- To do -
Print the records again, matching each line exactly.

(Natural-language object grounding data)
* * *
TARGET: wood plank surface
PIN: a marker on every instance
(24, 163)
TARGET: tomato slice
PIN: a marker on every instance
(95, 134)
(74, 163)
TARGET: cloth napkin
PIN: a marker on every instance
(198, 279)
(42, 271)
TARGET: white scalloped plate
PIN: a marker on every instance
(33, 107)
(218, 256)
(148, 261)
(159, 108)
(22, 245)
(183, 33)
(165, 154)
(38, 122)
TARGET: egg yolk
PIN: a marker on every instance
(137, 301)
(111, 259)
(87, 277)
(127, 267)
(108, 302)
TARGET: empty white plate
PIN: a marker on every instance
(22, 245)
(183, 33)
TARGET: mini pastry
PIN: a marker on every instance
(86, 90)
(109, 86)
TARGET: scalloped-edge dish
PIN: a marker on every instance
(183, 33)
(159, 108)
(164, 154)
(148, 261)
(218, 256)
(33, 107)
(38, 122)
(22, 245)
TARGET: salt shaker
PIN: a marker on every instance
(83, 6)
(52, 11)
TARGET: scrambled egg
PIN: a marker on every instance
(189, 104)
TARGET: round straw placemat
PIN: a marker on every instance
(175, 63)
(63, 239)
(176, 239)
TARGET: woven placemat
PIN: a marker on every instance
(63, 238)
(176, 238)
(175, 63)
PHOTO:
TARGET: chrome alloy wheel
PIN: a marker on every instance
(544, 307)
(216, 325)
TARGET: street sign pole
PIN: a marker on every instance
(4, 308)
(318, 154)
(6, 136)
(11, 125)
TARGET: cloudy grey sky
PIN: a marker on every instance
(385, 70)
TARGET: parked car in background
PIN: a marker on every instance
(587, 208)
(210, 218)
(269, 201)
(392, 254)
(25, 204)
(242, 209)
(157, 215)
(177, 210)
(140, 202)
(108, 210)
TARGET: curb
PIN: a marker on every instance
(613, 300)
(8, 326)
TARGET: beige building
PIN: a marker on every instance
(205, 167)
* * *
- Task solution -
TARGET: wood plank surface
PIN: a marker on every instance
(24, 163)
TARGET: tomato slice
PIN: a marker on every instance
(95, 134)
(74, 163)
TARGET: cloth napkin
PIN: a marker on every instance
(198, 279)
(42, 271)
TARGET: white scalloped plate
PIN: a marker on every instance
(33, 107)
(218, 256)
(148, 261)
(159, 108)
(22, 245)
(183, 33)
(165, 154)
(38, 122)
TARGET: egg yolk
PIN: a marker on every instance
(137, 301)
(111, 259)
(87, 277)
(127, 267)
(108, 302)
TARGET: empty white plate
PIN: a marker on every instance
(22, 245)
(183, 33)
TARGET: mini pastry
PIN: a marker on every instance
(86, 90)
(109, 86)
TARGET: scalloped-edge dish
PIN: a marker on every instance
(183, 33)
(159, 108)
(164, 154)
(148, 261)
(218, 256)
(33, 107)
(38, 122)
(22, 245)
TARGET: salt shaker
PIN: a marker on every instance
(83, 6)
(52, 11)
TARGET: scrambled egg
PIN: a marker on every instance
(189, 104)
TARGET: round straw placemat
PIN: a marker on every instance
(175, 63)
(63, 239)
(176, 239)
TARGET: woven placemat
PIN: a marker on every instance
(63, 238)
(176, 238)
(175, 63)
PHOTO:
TARGET: chrome alloy wheel
PIN: a marker on every instance
(544, 307)
(216, 325)
TARGET: street sign pole
PIN: a marker on every instance
(4, 308)
(318, 154)
(6, 136)
(11, 125)
TARGET: cloudy grey sky
PIN: a marker on every instance
(385, 70)
TARGET: parked car in background
PIN: a marker on every instance
(587, 208)
(210, 218)
(269, 201)
(392, 254)
(25, 204)
(242, 209)
(157, 215)
(177, 210)
(140, 202)
(108, 210)
TARGET: curb
PIN: a marker on every instance
(613, 300)
(8, 326)
TARGET: beige building
PIN: a marker on every instance
(205, 167)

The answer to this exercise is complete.